§ **Given passage**:
---*---
It's utterly soul destroying!

Yes, there are quicker ways to do it. Believe me, I've watched hours of footage of youtube b-listers making it look like a stroll in the park! But that doesn't speed up the process for me. Nor do helpful comments about how there's always some additional requirement I needed to make the material spawn, or how they're drowning in it, I must be doing something wrong!

Failing to make any progress is bad enough, but being openly mocked for my ignorance/lack of perseverance/selfishness/impatience or any of a dozen other failings just makes the whole situation worse.

I reached my limit months ago. I decided to do without engineering on my favourite ships. But they're no longer the same. My almost-but-not-quite-fully engineered Python is now the fastest, most agile, heaviest armed, thickest armoured, best shielded ship I own. It makes my Cobras feel slow and my Eagle clumsy. It makes my fighters and warships feel limp. I can melt battleships in it- but I'm a sitting duck in almost everything else I own.

I'm just sick of it, Indigo. The game's balance is utterly broken. 'A' rated ships should be really good at what they do, not feel like a broken down version of the engineered equivalent. Giving the AI all the magic toys in the box just adds insult to injury. It's not every AI that gets the full suite of engineering mods, but vanilla ships, particularly the small, formerly fast and agile ones I prefer, just melt when they do face off against an engineered opponent. And you're a 'leet pilot too, you know how often the cheaty gits rock up! I'm sick of running away, I'm sick of running out of ammo while the other guy's shields are still up, I'm sick of jumping through hoops to try and track down umpteen units of unobtanium just to get my drives back to where they were last year.

So I'm out. I want to get back into it, I really do. Elite was, hell is, a huge part of my life. But right now I've had enough. I'd rather do something fun for a while, or failing that, if I'm going to be working at something, I'll just take the overtime. At least I'll get paid...
---*---
§ **Available data**:
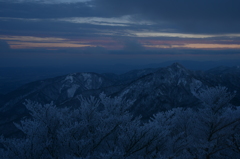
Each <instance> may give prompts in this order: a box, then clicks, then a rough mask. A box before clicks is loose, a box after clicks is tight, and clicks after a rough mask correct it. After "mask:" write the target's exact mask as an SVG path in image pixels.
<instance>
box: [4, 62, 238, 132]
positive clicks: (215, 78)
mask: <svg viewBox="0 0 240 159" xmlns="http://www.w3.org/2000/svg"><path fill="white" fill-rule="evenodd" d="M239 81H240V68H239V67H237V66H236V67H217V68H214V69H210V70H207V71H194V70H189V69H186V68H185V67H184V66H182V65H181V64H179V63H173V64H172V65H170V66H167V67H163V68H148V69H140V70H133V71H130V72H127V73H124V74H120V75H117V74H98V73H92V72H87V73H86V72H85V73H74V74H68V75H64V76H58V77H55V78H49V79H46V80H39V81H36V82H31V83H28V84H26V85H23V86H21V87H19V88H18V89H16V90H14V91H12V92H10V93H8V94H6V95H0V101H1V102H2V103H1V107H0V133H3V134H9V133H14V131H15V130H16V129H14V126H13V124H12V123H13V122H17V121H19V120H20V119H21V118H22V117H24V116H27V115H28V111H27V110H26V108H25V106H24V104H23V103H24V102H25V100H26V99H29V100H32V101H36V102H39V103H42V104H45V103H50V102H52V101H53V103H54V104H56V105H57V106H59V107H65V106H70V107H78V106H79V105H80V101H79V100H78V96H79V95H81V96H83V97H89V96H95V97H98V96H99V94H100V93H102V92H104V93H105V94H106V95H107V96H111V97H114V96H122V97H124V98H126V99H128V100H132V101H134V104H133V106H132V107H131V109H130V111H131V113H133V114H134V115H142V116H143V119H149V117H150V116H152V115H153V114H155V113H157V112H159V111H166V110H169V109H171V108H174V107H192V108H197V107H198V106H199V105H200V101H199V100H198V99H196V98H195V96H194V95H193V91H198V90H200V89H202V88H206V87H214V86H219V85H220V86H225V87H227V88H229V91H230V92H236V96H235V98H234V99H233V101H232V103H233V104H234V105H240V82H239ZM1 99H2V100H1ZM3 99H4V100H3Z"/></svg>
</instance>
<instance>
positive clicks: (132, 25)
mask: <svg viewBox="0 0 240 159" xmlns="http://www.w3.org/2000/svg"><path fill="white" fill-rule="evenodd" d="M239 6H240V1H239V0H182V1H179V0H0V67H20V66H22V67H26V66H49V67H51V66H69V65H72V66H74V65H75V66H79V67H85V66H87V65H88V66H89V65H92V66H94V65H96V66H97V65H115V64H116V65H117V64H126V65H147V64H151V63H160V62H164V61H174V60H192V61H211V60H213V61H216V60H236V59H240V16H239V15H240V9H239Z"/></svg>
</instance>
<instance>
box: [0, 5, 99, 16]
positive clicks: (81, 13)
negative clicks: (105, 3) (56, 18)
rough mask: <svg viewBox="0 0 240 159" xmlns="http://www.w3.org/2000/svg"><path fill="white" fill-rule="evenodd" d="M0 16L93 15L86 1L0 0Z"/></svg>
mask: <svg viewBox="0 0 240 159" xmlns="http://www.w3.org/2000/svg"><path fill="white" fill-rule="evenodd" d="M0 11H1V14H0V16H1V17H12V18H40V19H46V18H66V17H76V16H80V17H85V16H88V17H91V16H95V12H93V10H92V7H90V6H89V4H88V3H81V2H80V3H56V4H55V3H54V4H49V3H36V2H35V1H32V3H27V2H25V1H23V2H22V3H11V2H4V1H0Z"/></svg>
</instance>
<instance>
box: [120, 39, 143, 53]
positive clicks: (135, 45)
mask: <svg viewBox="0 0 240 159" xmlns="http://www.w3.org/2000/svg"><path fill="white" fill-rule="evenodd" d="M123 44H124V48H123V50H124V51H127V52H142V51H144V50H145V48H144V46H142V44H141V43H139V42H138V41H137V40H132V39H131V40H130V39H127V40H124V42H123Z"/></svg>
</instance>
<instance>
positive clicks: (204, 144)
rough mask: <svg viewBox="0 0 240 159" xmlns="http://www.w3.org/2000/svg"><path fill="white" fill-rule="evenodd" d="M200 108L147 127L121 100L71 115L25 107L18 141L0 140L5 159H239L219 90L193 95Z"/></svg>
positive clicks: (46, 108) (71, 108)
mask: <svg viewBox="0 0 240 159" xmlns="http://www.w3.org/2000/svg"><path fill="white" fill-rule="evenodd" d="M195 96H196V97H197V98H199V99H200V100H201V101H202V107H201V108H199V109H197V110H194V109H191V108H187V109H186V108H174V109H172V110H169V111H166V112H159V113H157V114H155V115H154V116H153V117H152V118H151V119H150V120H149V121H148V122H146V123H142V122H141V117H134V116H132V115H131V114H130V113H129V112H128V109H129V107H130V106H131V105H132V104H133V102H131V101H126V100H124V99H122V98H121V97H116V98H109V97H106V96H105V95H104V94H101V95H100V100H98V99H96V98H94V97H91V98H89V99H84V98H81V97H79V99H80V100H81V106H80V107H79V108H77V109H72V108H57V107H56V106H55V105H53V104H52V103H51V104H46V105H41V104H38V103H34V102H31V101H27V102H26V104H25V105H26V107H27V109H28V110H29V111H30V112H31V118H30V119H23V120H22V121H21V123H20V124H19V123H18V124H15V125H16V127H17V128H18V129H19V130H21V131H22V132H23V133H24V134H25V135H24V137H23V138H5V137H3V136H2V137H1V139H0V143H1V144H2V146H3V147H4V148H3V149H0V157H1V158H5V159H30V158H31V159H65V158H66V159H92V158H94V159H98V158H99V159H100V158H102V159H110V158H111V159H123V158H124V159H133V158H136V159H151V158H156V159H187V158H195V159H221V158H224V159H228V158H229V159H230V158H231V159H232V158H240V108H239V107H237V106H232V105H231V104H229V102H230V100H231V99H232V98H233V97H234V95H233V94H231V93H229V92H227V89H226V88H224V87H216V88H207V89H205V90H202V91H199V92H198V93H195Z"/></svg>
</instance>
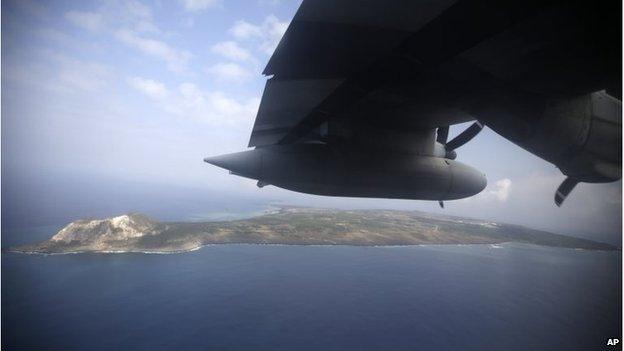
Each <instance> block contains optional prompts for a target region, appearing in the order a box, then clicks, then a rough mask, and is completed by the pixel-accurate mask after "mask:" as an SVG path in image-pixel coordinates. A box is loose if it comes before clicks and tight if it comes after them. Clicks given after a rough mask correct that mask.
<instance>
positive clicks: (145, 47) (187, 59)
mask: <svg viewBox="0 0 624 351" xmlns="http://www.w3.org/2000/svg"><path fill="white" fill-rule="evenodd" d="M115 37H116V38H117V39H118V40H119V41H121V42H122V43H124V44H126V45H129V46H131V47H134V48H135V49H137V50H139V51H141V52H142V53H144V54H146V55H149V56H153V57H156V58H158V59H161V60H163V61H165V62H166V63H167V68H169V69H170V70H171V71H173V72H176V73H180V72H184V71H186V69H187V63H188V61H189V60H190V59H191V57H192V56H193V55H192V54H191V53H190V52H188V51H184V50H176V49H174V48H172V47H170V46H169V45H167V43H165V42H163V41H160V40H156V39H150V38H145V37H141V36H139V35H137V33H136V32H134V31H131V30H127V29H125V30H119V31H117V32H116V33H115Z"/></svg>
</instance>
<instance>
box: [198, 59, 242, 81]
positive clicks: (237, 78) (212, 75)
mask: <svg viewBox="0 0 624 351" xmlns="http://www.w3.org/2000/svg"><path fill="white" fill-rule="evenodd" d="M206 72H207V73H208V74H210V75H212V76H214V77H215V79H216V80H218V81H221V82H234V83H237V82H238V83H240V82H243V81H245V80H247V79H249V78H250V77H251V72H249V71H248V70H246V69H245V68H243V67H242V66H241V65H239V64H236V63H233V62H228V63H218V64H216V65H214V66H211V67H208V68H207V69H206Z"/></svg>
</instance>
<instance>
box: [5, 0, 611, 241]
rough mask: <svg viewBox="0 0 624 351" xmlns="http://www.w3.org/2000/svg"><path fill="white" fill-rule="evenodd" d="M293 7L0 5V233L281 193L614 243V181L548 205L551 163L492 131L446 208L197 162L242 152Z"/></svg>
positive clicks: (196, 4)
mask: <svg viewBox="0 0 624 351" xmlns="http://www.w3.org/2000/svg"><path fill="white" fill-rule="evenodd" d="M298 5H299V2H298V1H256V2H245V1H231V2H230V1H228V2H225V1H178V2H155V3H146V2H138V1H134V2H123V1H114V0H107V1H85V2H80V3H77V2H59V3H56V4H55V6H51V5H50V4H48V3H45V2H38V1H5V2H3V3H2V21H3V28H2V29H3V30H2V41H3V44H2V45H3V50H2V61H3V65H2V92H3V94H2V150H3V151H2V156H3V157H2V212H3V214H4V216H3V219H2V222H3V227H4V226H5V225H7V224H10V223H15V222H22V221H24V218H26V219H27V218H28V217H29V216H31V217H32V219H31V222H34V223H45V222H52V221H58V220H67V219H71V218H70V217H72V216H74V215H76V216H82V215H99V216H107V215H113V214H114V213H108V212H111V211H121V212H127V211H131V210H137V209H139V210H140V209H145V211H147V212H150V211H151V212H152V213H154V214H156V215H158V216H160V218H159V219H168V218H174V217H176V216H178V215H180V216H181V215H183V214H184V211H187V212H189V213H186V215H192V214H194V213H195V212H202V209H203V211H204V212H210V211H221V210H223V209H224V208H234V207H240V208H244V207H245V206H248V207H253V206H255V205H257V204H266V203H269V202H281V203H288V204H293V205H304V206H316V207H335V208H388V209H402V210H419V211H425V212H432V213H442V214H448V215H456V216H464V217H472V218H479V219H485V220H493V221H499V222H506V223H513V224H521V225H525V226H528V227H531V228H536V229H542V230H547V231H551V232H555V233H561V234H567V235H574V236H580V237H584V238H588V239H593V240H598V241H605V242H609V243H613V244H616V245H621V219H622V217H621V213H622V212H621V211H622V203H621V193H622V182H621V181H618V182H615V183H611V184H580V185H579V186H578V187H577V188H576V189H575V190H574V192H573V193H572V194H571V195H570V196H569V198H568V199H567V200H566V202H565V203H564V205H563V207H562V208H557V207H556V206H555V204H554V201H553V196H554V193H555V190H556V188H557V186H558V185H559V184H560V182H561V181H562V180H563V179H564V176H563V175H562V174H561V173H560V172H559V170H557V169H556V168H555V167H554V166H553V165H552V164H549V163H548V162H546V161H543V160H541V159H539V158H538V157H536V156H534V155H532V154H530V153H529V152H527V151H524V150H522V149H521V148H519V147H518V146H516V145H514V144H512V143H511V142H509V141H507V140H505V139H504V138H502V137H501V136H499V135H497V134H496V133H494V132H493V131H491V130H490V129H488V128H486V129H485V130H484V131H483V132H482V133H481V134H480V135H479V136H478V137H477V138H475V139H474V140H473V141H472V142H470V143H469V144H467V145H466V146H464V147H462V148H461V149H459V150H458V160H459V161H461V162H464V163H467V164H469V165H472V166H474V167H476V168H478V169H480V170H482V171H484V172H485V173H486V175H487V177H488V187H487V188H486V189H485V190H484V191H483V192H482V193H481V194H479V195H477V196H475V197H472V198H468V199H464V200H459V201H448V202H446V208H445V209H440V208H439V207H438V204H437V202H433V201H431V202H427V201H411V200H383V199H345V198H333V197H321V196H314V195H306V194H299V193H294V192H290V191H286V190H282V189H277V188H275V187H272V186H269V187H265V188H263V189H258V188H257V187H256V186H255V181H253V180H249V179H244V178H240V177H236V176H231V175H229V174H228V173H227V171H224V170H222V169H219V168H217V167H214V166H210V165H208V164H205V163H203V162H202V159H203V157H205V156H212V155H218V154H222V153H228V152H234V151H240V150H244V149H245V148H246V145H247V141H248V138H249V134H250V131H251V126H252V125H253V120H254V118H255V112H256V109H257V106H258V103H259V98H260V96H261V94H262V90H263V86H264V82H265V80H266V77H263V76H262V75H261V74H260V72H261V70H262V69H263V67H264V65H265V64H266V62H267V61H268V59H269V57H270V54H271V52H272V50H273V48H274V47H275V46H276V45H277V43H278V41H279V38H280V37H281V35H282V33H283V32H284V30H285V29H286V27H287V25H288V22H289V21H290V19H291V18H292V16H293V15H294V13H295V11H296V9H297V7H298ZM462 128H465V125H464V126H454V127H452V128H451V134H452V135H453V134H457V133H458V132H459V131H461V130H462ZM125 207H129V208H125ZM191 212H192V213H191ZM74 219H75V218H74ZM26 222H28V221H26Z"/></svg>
---*---
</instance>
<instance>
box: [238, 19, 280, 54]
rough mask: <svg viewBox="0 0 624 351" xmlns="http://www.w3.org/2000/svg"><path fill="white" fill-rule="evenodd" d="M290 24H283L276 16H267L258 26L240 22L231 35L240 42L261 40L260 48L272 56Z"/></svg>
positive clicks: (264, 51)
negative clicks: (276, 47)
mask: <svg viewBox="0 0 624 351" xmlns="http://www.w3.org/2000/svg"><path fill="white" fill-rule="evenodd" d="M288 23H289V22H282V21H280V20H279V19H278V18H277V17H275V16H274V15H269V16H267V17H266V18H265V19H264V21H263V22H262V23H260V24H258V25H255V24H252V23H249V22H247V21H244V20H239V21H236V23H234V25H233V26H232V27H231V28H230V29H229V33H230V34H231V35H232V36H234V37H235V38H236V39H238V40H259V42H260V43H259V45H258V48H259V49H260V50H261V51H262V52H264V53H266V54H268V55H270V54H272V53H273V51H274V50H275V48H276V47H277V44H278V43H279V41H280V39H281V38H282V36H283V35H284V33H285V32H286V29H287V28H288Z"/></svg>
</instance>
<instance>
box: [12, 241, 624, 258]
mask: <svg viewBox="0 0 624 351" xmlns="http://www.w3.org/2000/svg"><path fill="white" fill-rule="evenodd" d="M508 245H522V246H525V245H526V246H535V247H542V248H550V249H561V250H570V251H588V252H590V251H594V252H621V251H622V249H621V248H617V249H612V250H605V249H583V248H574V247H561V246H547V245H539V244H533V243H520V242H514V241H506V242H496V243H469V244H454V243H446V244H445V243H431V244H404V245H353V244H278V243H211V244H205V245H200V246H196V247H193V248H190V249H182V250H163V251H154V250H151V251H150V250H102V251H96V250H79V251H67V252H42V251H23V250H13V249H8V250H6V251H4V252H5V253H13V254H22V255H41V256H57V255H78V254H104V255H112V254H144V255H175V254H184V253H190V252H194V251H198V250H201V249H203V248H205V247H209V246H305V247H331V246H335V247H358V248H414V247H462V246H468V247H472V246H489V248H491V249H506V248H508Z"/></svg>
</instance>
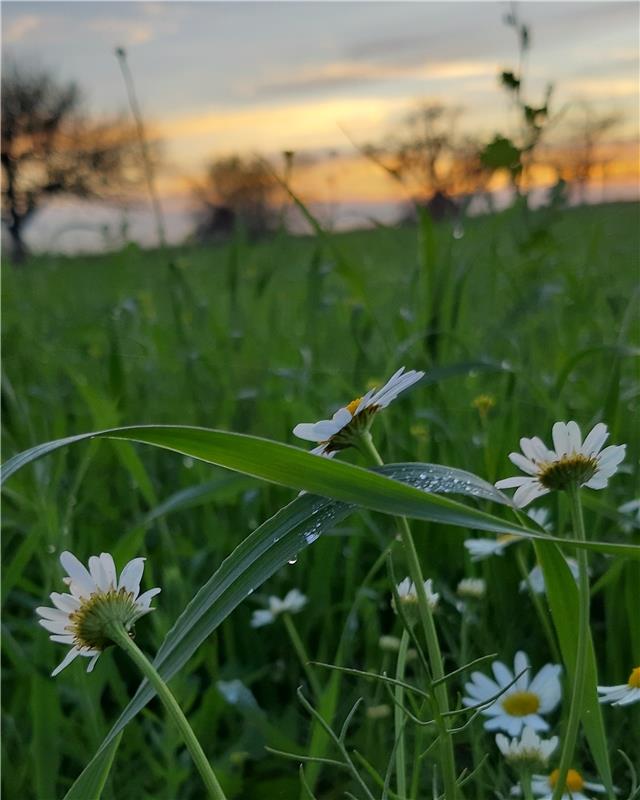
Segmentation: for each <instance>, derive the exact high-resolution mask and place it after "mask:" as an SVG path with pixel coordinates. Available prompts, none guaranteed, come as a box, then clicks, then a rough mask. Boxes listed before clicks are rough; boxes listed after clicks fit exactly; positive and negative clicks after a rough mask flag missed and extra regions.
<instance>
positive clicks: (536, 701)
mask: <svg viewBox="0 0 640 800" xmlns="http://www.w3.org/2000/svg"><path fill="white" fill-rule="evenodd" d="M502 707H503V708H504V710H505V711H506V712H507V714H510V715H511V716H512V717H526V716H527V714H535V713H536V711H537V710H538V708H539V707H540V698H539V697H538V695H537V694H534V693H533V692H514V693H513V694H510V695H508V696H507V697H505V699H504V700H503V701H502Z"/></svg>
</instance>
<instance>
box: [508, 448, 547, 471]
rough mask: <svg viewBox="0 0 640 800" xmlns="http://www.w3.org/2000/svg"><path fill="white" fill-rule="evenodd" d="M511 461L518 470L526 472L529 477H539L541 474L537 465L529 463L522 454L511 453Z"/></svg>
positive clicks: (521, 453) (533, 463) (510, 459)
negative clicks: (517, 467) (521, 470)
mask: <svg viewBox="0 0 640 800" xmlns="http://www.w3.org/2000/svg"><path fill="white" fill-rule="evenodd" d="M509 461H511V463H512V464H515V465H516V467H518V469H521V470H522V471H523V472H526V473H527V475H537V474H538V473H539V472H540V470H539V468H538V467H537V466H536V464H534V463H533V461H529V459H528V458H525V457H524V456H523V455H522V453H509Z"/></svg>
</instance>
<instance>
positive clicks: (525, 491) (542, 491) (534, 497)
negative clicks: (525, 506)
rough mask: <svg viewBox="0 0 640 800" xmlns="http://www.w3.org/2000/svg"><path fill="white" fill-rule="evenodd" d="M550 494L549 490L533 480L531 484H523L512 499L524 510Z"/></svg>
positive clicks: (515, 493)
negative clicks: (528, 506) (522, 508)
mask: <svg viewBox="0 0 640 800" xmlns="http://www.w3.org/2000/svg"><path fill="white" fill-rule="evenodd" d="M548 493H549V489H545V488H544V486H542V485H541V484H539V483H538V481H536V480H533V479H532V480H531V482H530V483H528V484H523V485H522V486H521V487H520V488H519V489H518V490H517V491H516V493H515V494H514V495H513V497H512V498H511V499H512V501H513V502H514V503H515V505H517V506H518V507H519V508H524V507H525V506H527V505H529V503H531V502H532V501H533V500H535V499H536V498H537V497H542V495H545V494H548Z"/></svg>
---*---
§ **Work task 1**:
Copy out the passage from the post about ship engineering, starting with "Failing to make" and going on through "else I own.".
§ **Work task 2**:
In the post about ship engineering, which ship does the writer call the fastest, most agile and best shielded ship they own?

§ **Response 1**:
Failing to make any progress is bad enough, but being openly mocked for my ignorance/lack of perseverance/selfishness/impatience or any of a dozen other failings just makes the whole situation worse.

I reached my limit months ago. I decided to do without engineering on my favourite ships. But they're no longer the same. My almost-but-not-quite-fully engineered Python is now the fastest, most agile, heaviest armed, thickest armoured, best shielded ship I own. It makes my Cobras feel slow and my Eagle clumsy. It makes my fighters and warships feel limp. I can melt battleships in it- but I'm a sitting duck in almost everything else I own.

§ **Response 2**:
The almost-but-not-quite-fully engineered Python.